Location labeling records
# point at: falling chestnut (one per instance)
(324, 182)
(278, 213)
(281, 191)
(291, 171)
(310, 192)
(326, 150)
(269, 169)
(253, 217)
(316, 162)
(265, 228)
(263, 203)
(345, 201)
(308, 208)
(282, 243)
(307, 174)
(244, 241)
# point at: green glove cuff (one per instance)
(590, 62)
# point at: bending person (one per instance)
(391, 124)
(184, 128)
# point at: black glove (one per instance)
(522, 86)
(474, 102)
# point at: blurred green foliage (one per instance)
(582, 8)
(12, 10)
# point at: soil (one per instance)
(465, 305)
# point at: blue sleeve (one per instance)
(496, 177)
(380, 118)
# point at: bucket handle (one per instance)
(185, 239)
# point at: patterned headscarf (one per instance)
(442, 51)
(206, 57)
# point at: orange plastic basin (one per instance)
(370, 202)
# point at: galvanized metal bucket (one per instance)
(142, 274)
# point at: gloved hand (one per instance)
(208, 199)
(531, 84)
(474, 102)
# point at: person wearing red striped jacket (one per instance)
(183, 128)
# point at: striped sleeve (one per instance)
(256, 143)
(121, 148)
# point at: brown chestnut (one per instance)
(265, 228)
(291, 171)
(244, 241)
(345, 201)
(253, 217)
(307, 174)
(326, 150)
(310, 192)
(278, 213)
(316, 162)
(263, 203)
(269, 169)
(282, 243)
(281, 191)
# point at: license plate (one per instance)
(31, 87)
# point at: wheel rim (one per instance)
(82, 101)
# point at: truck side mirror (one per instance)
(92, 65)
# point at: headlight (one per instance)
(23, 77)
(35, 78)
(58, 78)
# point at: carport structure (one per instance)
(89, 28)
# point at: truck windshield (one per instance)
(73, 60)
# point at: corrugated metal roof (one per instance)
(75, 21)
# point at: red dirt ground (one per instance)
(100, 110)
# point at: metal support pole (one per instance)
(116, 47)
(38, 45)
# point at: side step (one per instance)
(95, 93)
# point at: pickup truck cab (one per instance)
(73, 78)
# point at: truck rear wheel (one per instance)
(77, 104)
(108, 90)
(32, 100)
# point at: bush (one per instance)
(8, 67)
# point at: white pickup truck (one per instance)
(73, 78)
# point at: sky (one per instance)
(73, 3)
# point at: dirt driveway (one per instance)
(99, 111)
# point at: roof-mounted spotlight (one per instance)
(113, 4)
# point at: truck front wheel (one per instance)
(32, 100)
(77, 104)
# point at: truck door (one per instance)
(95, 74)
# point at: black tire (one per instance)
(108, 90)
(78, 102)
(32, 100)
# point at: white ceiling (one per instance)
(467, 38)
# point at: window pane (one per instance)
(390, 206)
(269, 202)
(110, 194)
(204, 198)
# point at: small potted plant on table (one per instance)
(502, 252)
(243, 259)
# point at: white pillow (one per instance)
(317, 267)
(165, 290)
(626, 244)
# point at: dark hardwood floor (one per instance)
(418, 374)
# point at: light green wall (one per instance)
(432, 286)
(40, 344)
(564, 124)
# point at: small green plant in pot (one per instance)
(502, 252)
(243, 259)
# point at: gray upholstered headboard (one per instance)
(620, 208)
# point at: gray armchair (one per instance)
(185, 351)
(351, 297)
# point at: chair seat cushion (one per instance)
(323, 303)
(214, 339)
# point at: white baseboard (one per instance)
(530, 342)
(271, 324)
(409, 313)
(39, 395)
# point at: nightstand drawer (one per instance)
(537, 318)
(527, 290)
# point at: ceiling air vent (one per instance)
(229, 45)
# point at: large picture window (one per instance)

To be done
Can you turn the records above into a JSON list of strings, one string per line with blank lines left out, beginning at the line that has "# point at: truck door (one per instance)" and stopping after the last line of the records?

Correct response
[
  "# point at: truck door (one per instance)",
  "(95, 74)",
  "# point at: black tire (one per instance)",
  "(108, 90)",
  "(78, 102)",
  "(32, 100)",
  "# point at: white ceiling (one per instance)",
  "(467, 38)",
  "# point at: window pane (one per instance)",
  "(390, 206)",
  "(269, 202)",
  "(110, 194)",
  "(204, 198)",
  "# point at: small potted plant on table (one per instance)",
  "(502, 252)",
  "(243, 259)",
  "# point at: white pillow (one per instance)",
  "(317, 267)",
  "(165, 290)",
  "(626, 244)",
  "# point at: dark hardwood floor (one per instance)",
  "(418, 374)",
  "# point at: light green wall (one per instance)",
  "(432, 286)",
  "(40, 344)",
  "(564, 124)",
  "# point at: small green plant in pot (one per instance)",
  "(502, 252)",
  "(243, 259)",
  "# point at: gray upholstered headboard (one per instance)",
  "(620, 208)",
  "# point at: gray armchair (one per instance)",
  "(185, 351)",
  "(351, 297)",
  "# point at: chair seat cushion (one per instance)",
  "(323, 303)",
  "(214, 339)",
  "# point at: white baseboard (one per instance)",
  "(530, 342)",
  "(271, 324)",
  "(409, 313)",
  "(39, 395)",
  "# point at: nightstand drawer (one per instance)",
  "(537, 318)",
  "(527, 290)",
  "# point at: ceiling air vent (one per instance)",
  "(229, 45)",
  "# point at: large picture window (one per instance)"
]